- _Records supplied_
════════
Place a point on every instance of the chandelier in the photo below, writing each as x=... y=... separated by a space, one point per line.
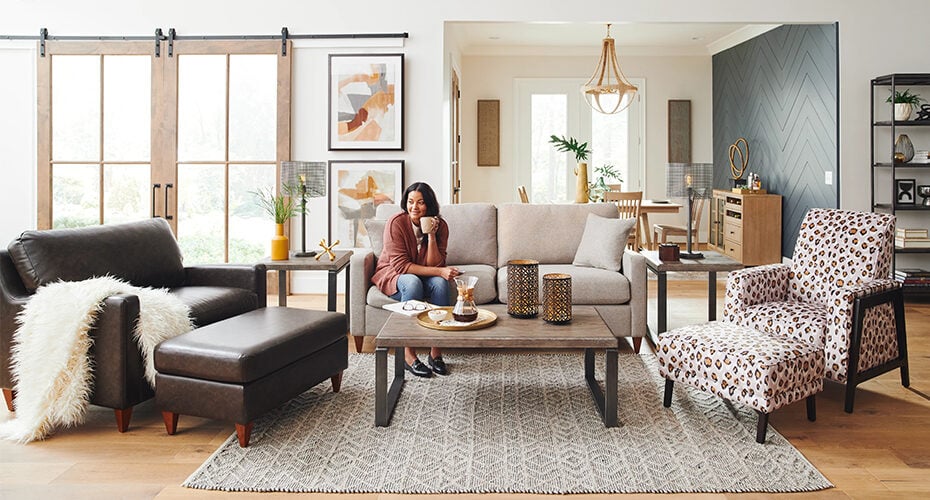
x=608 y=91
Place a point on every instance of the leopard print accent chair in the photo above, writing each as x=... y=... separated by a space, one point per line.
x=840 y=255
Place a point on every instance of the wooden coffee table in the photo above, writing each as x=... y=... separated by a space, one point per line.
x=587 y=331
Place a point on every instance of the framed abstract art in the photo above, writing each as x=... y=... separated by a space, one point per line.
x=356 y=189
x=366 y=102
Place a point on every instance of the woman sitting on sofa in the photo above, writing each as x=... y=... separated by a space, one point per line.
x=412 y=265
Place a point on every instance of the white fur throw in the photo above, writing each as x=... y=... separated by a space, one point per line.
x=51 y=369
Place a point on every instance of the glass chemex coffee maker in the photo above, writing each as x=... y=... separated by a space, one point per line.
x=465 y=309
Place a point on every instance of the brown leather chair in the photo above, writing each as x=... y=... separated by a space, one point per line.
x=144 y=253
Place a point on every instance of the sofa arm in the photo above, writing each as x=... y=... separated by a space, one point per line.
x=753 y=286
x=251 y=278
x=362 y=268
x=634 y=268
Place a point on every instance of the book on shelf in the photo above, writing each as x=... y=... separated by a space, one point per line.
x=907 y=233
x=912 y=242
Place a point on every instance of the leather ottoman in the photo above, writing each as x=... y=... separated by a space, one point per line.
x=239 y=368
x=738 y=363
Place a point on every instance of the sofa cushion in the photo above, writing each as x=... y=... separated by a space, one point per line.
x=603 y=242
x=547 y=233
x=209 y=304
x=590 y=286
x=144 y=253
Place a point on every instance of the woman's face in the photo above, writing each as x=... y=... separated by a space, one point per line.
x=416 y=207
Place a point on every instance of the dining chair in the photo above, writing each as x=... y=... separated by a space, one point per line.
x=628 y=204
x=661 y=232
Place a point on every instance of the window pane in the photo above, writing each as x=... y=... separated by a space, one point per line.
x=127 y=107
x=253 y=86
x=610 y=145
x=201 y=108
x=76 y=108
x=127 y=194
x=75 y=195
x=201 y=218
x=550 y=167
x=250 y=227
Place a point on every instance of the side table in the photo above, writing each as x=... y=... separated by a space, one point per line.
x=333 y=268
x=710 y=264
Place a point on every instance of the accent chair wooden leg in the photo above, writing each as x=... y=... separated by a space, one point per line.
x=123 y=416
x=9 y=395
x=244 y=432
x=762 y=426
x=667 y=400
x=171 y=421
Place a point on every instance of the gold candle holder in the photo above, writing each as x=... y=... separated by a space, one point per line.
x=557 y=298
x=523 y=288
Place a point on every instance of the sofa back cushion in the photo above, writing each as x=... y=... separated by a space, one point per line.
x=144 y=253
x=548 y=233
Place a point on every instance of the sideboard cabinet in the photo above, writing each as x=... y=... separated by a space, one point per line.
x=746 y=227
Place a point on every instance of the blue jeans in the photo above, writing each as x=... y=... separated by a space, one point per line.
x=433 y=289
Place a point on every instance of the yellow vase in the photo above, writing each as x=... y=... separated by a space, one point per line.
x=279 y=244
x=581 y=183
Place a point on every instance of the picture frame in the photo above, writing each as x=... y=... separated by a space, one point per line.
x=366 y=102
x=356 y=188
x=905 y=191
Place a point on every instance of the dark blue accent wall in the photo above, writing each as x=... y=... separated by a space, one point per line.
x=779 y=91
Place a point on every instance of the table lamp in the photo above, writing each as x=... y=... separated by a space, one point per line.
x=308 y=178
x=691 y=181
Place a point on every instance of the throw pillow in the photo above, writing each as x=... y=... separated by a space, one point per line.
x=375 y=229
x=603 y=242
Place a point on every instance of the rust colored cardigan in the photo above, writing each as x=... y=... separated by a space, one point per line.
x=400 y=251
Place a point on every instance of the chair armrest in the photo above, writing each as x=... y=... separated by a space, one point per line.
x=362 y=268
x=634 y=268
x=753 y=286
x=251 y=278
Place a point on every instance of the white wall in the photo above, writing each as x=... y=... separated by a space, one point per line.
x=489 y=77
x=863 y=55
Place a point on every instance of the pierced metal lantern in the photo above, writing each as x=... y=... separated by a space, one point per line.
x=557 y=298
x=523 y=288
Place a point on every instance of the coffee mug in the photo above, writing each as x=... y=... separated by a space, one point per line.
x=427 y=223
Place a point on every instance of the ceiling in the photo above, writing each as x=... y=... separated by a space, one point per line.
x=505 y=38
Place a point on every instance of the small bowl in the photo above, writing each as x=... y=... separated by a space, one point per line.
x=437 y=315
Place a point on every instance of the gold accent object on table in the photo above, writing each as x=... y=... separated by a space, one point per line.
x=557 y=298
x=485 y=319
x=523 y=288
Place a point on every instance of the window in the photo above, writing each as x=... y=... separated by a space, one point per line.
════════
- _Description of the task_
Print every row above character for character, leaving out the pictures.

- _Result for this task_
Place a point on every instance of the chandelier in the photo below, writing each as x=... y=... separated by a space, one point per line.
x=608 y=91
Place a point on every instance of the leopard print accent chair in the photo above, writing each as x=... y=... separated by a space, one point per line.
x=840 y=255
Place a point on every instance of the wooden coffee table in the photo above, writing each as x=... y=... separated by a space, one point per line.
x=587 y=331
Place a point on every instance of the framed abstract art in the photo above, writing each as x=... y=... separated by a space, one point per line.
x=356 y=189
x=366 y=102
Place a point on every instance of the woman sitting on sofa in the photo above, writing each as x=... y=... separated by a space, one point per line.
x=412 y=265
Place a point on every instance of the white fur throw in the photo above, writing each as x=... y=... separated by a space, one point per line.
x=51 y=369
Place a point on every instance of the glass chemex coffee maker in the photo above, writing each as x=... y=... separated by a space, one point per line.
x=465 y=309
Place a point on every instance of the brown leather chair in the photo above, writing each as x=... y=... separated by a space, one point per line.
x=144 y=253
Place a point on every instance of the sofa arm in the photo above, writing each as x=... y=... separated by a space, one point per line.
x=753 y=286
x=251 y=278
x=362 y=268
x=634 y=268
Place a point on every instance of the book on shelf in the photo above, writing each as x=... y=... separated by a space, one point per line.
x=907 y=233
x=912 y=242
Place a point on every instance of the leather ottoman in the photo above, writing each as x=... y=... separated by a space, one point per line.
x=239 y=368
x=738 y=363
Place a point on every instance of the sofa cushion in the photo above, writing each as x=... y=... separated by a space, one point per line.
x=603 y=242
x=547 y=233
x=209 y=304
x=590 y=286
x=144 y=253
Place a point on every instance of the woman's face in the photo above, writing each as x=... y=... separated by a space, one point per line.
x=416 y=207
Place a point on every instance of the dining chair in the photo above, writing each as x=... y=... separated by a space, one point per line.
x=628 y=204
x=661 y=232
Place a point on every instance of the window pane in the photo above, writing each as x=... y=... separated by a space, one point per line.
x=127 y=107
x=253 y=86
x=610 y=145
x=201 y=108
x=76 y=108
x=127 y=194
x=75 y=195
x=201 y=218
x=550 y=167
x=250 y=227
Place a point on every instance of the side table in the photo above, writing each as x=... y=... separated by a space, one point per line.
x=333 y=268
x=710 y=264
Place a point on every instance of the accent chair wooden leg in the photo above, writing each as x=... y=... separated by a space, one point per line.
x=123 y=416
x=9 y=395
x=244 y=432
x=762 y=426
x=667 y=400
x=171 y=421
Place a point on every instance of the gold candle holder in the photo above, writing each as x=... y=... separated by a space, one point per line.
x=557 y=298
x=523 y=288
Place a point on every instance of the sofa back cushion in the photo above, writing each as x=... y=... separated by a space, one point per line.
x=144 y=253
x=548 y=233
Place a point on every instance of the sideboard cabinet in the photo above, writing each as x=... y=... separated by a space, one point per line.
x=746 y=227
Place a point on every instance of the blue jeans in the photo above, writing each as x=... y=... separated by a space, one point per line.
x=433 y=289
Place a point on every instance of the yellow vase in the photo above, writing each as x=... y=... separated by a space, one point per line.
x=279 y=244
x=581 y=183
Place a point on every instance of the picture frame in the photo above, writing each as x=... y=... separated by a space, one point per line.
x=366 y=102
x=356 y=188
x=905 y=191
Place a point on every instance of the dark blue accent wall in the photo above, writing each as x=... y=... separated by a space, one point per line.
x=779 y=91
Place a point on every instance of the table lamp in the photo above, writing each as x=... y=... separated by a space, one point per line.
x=308 y=178
x=691 y=181
Place a point on every instance of the throw pillow in the photo above, writing each as x=... y=... separated by a space, one point per line.
x=375 y=229
x=603 y=242
Place a point on every instance of the rust colored cardigan in the photo above, writing each as x=... y=... separated by a space, one point per line.
x=400 y=251
Place a point on every instance of the chair armrest in the photo above, writing each as x=... y=... separated by a space, one point per line.
x=362 y=268
x=634 y=268
x=753 y=286
x=251 y=278
Place a point on every instance of the white wall in the photo above, writing each as x=... y=... separated by a space, one point per line.
x=489 y=77
x=863 y=55
Place a point on every instance of the pierced metal lantern in the photo above, writing each as x=... y=... separated by a space, one point per line.
x=557 y=298
x=523 y=288
Place a point on every instance of the coffee mug in the photo above, writing each as x=... y=... separated by a space, one point per line.
x=427 y=223
Place a point on every instance of the ceiling in the photo above, writing each as x=... y=... separated by a space, one point per line.
x=505 y=38
Place a point on every instance of the small bowl in the photo above, writing each as x=... y=... separated by a space, one point per line.
x=437 y=315
Place a point on every instance of the gold accent object on table in the photo above, writing each as x=... y=... separated by a space, one point per line.
x=557 y=298
x=485 y=319
x=523 y=288
Place a point on every instance of the window in the photo above, writing each as x=... y=... separated by a space, one point per line.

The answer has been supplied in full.